┏━━

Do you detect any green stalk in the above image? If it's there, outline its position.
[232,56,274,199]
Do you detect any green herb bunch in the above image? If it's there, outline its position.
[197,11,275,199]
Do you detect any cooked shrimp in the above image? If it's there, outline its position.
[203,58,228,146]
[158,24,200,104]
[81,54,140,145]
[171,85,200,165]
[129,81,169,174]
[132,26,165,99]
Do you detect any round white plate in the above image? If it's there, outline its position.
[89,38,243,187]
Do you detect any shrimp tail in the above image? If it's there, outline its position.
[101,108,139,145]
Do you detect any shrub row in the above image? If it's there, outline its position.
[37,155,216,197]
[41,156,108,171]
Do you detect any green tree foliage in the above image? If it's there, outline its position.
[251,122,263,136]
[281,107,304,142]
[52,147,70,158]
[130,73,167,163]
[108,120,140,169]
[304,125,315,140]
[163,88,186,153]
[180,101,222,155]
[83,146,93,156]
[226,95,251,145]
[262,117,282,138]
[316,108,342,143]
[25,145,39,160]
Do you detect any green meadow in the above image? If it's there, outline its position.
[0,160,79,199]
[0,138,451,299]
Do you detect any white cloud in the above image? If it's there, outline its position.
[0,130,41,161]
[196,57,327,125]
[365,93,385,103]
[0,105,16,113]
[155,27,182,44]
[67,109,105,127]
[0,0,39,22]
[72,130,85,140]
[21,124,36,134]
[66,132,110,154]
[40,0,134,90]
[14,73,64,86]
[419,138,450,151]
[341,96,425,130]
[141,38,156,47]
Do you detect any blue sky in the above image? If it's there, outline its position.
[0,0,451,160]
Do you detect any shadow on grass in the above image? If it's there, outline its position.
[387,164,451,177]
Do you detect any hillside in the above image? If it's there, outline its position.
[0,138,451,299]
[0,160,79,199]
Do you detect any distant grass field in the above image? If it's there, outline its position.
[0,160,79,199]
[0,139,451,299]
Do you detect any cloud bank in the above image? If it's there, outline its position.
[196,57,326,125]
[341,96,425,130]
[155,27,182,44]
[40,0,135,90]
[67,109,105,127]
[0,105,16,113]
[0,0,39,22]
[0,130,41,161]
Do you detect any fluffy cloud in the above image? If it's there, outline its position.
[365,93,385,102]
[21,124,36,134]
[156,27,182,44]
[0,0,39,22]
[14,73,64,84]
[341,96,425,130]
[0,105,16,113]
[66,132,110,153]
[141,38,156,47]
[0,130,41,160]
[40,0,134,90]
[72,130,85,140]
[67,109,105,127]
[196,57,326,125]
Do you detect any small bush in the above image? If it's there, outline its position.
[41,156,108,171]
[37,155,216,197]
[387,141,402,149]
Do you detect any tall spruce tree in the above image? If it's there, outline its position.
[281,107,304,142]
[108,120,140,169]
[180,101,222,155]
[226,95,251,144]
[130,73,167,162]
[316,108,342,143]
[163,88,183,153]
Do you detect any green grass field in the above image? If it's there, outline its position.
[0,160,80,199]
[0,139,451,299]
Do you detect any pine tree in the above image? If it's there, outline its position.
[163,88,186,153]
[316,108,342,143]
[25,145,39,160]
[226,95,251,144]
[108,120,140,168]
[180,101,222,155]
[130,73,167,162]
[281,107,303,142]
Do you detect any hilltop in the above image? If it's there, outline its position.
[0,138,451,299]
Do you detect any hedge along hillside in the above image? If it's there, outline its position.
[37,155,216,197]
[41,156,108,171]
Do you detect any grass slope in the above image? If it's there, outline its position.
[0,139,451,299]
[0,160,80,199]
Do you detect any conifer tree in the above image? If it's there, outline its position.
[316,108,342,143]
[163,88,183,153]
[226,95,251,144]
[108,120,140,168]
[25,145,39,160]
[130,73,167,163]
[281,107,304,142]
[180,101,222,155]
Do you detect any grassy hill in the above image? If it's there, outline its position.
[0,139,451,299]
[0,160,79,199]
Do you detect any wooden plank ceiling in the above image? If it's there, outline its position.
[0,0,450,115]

┗━━

Starting at the first line of the material and going on through the line with "[197,11,275,199]", reproduce every line in that span, multiplying each bounding-box coordinate in the answers by 1.7. Round the results to whole numbers, with halves rounded up, and leave all other text unchanged.

Do you detect any green stalk in the above image? If it's there, outline its position.
[394,95,466,338]
Do you detect any green herb bunch in the above image? If it's there, outline its position.
[335,19,468,338]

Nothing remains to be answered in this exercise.